#### [SOURCE EXCERPT]

Kyle Kendrick.  I really don’t have much to say about him.  I’ve watched 90% of his career pitches and the bottom line is, I don’t like him.  You never know what you’re going to get.  He was great the last 2 months of the season, but every single one of you never expected it to last.  I read that after Halladay arrived with the Phillies that Kendrick tried to mimic Halladay’s work outs and routines.  I think he has always tried to hard to be other people and not just be himself.  Until he figures out who he is, we’ll never know and we’ll never know who is going to show up to pitch.  I say trade him.  I hope he does well in his career, it just doesn’t need to be in Philly. 

How do you compete for a pennant when you don’t have your perennial all star first and second basemen?  You don’t.  There’s reason enough for why this team was .500 this year.  I should have typed that first and ended the blog after 25 words.  Sure, it will be different next year.  Barring off season injuries, Utley and Howard will start game one next year, but what will the Phillies get from them?

#### [PROVIDED DATA]
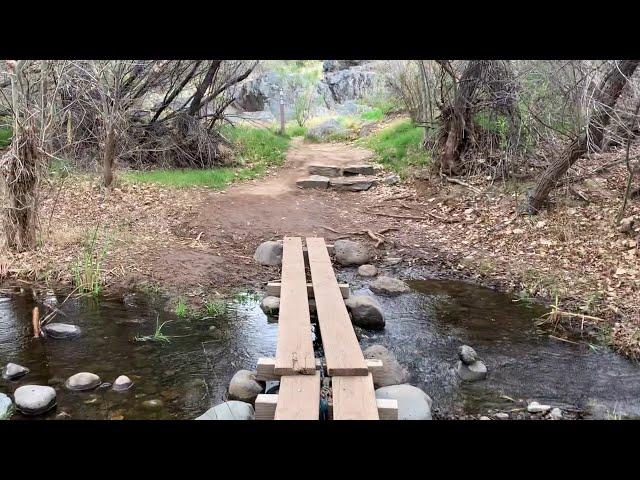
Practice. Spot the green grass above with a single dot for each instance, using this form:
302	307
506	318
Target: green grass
398	146
257	149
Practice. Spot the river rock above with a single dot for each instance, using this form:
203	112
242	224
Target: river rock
270	305
122	383
34	399
365	312
244	387
269	253
413	403
471	373
231	410
61	330
384	285
14	371
367	270
467	354
348	252
83	381
392	372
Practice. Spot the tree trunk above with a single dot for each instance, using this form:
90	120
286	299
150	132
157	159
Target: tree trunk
605	98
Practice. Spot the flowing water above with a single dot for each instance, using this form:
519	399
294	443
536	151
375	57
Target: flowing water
424	329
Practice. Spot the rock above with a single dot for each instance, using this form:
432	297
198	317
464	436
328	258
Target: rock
325	170
535	407
352	184
367	270
61	330
270	305
269	253
231	410
122	383
34	399
314	181
384	285
359	170
83	381
348	252
244	387
392	372
467	354
6	407
413	403
365	312
471	373
14	371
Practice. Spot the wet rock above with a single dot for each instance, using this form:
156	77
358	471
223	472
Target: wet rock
231	410
348	252
313	181
384	285
535	407
467	354
270	305
34	399
413	403
83	381
367	270
365	312
471	373
269	253
122	383
392	372
14	371
244	387
61	330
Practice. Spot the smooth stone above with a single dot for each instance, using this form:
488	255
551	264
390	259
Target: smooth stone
244	387
231	410
83	381
13	371
34	399
384	285
393	373
365	312
61	330
367	270
471	373
122	383
413	403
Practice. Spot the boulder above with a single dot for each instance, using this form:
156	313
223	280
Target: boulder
413	403
231	410
244	387
384	285
61	330
313	181
367	270
269	253
34	399
83	381
392	372
365	312
14	371
348	252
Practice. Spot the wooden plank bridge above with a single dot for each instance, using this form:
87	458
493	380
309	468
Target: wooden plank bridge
299	372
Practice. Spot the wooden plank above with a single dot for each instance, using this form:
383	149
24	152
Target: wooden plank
342	351
266	406
294	353
299	398
354	398
273	289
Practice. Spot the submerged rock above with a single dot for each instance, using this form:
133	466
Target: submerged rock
231	410
34	399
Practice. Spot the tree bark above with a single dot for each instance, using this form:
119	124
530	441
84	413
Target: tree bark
606	96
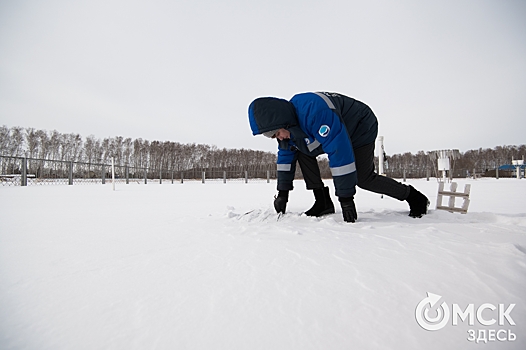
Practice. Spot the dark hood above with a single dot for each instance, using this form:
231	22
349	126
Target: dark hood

#### [EXERCISE DIRECTIONS]
In the Phillies blog excerpt, whose workouts and routines did Kendrick reportedly try to mimic? Please answer in a few words.

#### [TASK RESPONSE]
Halladay's.